* begin Quoted text *

Recent Experiences with Capital Controls

By Kavaljit Singh | Policy Brief # 4 | May 2, 2019

It is difficult to make any generalization on the countries’ experiences as significant heterogeneity exists across countries in terms of type, nature, sequencing, and intensity of capital controls. However, some notable trends are visible. For instance, over the last three decades, there has been a marked shift regarding preference over the types of capital controls, from the earlier quantitative restrictions to price-based controls. The growing preference for using price-based mechanisms is largely in tune with a market-based approach to financial regulation.

Further, a significant number of capital controls are associated with the banking sector as compared to non-banking sectors. This may be because of the dominance of banks in the financial sector of most countries. The relatively small number of banking institutions and their regulatory mandates make it easier to implement controls on the banking sector.

* end Quoted text *
* begin Entries supplied *

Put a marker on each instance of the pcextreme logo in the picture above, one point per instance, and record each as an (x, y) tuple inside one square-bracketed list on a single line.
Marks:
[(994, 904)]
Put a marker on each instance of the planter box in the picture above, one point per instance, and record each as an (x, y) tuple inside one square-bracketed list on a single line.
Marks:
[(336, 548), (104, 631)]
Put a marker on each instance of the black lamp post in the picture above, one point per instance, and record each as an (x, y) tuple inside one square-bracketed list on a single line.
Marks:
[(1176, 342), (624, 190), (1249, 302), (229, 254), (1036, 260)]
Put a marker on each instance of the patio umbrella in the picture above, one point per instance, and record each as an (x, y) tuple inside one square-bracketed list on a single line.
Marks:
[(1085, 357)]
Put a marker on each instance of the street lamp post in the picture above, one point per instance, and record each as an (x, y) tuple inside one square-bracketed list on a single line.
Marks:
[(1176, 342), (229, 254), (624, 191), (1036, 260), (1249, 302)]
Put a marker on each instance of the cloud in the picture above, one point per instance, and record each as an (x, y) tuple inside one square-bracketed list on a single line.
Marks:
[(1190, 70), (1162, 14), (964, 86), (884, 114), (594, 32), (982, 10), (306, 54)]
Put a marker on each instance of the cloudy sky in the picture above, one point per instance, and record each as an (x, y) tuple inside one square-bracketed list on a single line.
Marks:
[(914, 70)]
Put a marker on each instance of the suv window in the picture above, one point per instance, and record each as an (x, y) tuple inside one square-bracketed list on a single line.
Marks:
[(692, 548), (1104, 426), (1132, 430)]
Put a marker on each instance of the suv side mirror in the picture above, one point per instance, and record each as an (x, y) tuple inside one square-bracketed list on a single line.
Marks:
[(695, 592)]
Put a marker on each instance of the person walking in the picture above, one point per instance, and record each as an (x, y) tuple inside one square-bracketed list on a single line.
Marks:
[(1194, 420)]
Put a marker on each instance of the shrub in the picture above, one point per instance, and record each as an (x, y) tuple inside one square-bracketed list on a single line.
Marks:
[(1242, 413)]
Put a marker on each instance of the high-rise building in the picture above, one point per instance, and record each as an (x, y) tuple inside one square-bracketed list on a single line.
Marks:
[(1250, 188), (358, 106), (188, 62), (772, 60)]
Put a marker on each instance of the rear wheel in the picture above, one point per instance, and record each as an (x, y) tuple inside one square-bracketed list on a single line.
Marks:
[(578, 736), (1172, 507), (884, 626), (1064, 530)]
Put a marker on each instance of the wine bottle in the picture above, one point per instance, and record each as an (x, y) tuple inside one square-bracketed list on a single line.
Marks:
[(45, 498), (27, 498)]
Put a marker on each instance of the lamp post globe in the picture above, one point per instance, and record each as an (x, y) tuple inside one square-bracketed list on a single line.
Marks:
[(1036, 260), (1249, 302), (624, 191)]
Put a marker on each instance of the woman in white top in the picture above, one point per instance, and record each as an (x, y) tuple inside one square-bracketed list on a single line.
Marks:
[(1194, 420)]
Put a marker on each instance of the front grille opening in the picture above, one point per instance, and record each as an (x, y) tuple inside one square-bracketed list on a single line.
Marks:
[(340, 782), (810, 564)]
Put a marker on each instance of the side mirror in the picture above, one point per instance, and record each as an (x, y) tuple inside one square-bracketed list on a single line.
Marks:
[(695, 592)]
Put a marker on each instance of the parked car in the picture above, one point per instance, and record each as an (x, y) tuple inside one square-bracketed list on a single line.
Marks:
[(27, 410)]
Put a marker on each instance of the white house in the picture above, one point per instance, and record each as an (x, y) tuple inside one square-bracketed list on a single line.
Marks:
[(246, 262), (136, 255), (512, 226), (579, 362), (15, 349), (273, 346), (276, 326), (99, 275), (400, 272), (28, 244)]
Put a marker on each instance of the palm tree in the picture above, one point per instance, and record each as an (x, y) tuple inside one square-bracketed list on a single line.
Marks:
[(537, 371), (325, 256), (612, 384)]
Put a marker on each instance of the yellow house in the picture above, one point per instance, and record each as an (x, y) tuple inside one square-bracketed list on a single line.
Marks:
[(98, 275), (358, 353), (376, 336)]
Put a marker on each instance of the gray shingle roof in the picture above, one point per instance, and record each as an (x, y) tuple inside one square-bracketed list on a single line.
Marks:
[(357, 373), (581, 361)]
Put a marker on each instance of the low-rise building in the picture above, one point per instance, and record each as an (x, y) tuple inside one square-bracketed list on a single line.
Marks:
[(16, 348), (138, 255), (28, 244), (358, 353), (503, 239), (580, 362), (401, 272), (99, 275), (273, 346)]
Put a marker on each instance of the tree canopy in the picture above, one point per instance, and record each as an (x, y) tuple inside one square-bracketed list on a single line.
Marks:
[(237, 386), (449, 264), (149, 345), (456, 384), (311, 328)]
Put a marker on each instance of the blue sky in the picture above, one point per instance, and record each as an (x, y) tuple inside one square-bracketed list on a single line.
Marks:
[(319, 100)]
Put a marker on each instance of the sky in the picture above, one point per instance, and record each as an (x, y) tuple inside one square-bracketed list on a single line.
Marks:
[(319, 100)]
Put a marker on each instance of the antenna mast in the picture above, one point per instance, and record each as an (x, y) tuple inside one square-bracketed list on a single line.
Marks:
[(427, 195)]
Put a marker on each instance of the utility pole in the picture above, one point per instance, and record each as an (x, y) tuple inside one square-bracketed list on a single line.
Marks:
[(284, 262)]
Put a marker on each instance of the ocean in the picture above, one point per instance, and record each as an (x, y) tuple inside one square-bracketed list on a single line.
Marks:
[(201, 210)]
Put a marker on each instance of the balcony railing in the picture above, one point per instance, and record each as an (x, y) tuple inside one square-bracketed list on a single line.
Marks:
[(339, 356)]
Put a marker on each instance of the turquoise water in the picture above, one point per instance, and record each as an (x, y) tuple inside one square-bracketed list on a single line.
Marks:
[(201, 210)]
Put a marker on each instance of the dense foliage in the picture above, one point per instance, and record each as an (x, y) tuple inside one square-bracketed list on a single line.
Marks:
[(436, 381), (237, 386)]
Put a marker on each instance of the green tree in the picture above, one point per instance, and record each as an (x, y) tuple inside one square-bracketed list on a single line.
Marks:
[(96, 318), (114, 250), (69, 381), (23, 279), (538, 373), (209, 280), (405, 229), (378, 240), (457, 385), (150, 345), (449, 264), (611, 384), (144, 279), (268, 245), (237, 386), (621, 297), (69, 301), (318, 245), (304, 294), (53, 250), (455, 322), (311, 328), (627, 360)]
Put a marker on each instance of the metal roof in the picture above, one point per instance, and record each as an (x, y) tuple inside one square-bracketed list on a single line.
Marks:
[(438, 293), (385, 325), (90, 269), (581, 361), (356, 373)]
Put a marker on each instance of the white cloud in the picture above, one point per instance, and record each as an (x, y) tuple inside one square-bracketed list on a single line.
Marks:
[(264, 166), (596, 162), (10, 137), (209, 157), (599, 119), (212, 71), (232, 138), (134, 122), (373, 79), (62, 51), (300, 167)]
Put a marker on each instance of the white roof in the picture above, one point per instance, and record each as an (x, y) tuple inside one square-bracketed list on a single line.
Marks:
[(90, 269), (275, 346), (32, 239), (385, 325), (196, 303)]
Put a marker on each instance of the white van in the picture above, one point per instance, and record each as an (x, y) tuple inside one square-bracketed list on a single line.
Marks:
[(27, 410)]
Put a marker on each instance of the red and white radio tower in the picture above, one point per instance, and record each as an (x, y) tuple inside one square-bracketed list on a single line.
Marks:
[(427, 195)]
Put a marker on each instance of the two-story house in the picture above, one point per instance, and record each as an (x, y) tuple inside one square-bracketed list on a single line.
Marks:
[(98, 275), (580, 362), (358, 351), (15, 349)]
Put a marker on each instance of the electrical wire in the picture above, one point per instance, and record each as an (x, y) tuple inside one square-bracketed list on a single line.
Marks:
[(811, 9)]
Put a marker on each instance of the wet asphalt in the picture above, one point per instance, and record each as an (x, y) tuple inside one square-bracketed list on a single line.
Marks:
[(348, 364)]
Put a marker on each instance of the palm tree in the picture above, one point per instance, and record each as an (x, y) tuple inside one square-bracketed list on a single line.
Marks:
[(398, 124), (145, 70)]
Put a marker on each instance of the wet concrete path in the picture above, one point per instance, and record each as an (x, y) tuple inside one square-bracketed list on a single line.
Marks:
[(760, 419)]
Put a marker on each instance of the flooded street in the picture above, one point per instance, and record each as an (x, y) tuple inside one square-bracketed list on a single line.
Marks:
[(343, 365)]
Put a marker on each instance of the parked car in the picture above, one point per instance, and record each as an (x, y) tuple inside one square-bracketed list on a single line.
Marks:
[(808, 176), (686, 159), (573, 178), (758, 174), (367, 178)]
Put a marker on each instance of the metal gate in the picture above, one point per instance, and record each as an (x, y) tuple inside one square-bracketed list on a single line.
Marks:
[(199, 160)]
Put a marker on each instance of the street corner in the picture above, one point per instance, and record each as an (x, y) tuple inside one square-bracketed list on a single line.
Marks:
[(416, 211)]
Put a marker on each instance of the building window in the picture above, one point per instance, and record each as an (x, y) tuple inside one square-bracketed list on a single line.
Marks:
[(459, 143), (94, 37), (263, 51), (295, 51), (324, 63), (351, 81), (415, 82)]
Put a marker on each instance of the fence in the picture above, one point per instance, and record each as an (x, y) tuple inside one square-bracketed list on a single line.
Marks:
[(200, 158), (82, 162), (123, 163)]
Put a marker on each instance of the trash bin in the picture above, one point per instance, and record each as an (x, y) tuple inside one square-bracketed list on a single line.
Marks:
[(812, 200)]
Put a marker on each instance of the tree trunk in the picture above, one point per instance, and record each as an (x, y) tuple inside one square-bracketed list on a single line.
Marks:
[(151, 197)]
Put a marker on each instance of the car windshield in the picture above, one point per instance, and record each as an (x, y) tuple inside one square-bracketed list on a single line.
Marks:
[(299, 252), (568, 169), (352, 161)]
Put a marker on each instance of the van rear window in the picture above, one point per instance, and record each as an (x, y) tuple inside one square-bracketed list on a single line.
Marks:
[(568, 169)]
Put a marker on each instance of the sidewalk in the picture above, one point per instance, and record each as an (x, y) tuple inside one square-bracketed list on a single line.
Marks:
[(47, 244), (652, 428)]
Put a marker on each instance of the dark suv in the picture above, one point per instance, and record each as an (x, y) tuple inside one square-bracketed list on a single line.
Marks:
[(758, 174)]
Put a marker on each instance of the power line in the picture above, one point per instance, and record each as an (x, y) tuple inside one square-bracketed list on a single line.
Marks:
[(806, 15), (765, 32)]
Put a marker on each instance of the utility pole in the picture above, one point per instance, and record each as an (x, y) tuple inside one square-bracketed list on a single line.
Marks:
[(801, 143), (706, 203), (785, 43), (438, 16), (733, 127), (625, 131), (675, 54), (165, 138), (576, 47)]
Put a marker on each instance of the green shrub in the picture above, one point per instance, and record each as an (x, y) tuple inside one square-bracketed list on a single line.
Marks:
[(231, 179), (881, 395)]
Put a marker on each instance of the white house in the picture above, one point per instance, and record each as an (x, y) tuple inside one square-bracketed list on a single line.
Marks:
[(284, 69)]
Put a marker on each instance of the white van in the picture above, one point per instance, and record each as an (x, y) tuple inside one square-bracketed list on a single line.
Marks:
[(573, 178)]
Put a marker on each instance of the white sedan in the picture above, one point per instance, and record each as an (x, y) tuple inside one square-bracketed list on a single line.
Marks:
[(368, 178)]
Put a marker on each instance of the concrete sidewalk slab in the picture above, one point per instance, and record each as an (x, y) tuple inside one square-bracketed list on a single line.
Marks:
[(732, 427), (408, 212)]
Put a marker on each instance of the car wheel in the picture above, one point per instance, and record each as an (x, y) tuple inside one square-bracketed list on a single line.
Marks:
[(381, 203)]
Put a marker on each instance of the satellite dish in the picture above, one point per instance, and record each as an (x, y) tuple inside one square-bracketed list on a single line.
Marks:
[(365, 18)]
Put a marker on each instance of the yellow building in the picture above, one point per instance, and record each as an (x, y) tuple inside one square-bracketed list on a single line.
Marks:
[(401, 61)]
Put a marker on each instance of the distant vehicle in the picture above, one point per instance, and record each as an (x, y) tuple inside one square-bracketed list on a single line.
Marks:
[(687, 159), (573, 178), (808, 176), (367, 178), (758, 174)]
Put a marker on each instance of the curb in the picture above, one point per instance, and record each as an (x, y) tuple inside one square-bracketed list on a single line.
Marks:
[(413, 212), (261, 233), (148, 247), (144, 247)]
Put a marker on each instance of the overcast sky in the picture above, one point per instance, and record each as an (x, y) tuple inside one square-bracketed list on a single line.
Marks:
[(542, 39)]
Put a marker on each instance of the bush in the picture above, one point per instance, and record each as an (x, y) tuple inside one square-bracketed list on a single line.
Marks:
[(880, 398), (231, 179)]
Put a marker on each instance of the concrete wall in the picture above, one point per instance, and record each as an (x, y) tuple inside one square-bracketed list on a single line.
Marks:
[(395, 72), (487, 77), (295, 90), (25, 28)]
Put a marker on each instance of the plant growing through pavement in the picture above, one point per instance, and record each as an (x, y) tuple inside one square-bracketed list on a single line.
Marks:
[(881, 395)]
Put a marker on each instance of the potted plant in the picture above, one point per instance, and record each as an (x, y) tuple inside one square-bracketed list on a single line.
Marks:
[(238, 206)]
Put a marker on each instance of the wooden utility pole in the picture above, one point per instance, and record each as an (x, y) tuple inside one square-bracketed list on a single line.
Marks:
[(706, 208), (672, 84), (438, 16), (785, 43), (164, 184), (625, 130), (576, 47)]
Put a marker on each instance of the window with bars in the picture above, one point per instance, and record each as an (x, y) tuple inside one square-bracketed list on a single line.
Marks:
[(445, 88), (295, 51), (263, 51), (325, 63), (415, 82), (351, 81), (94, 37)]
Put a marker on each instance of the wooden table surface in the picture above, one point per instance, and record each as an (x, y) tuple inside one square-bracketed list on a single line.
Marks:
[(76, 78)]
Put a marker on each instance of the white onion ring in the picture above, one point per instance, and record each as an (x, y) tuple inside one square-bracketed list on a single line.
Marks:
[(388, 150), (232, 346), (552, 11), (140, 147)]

* end Entries supplied *

Retype the capital controls policy brief word for word, from its title through its last sentence.

Recent Experiences with Capital Controls

By Kavaljit Singh | Policy Brief # 4 | May 2, 2019

It is difficult to make any generalization on the countries’ experiences as significant heterogeneity exists across countries in terms of type, nature, sequencing, and intensity of capital controls. However, some notable trends are visible. For instance, over the last three decades, there has been a marked shift regarding preference over the types of capital controls, from the earlier quantitative restrictions to price-based controls. The growing preference for using price-based mechanisms is largely in tune with a market-based approach to financial regulation.

Further, a significant number of capital controls are associated with the banking sector as compared to non-banking sectors. This may be because of the dominance of banks in the financial sector of most countries. The relatively small number of banking institutions and their regulatory mandates make it easier to implement controls on the banking sector.